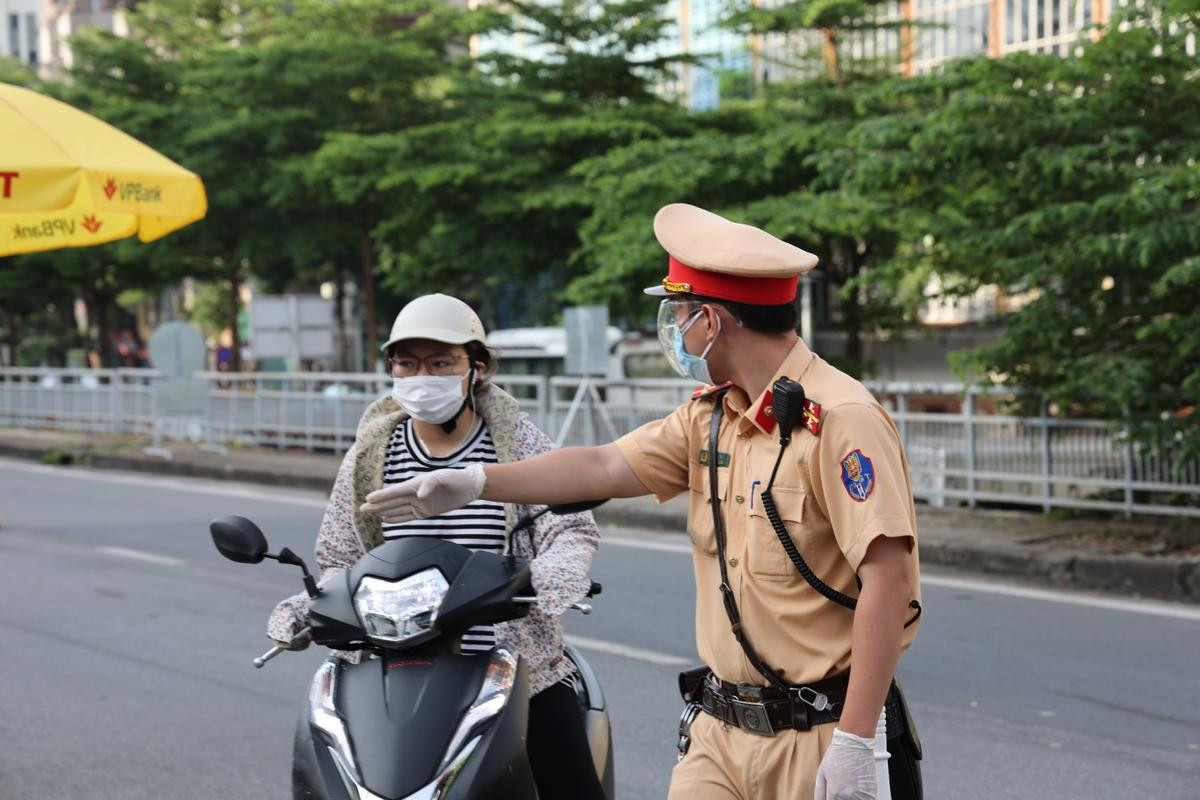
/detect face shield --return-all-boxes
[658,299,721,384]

--

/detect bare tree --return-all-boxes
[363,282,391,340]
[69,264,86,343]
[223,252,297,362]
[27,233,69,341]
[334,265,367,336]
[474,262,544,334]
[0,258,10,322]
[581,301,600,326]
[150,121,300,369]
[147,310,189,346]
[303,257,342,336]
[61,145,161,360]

* What to produce *
Pull out every line in the rows above that contains the string "detect", matching case exactly.

* Output of the exercise *
/detect face shield --return-all-boxes
/detect bare tree --return-all-boxes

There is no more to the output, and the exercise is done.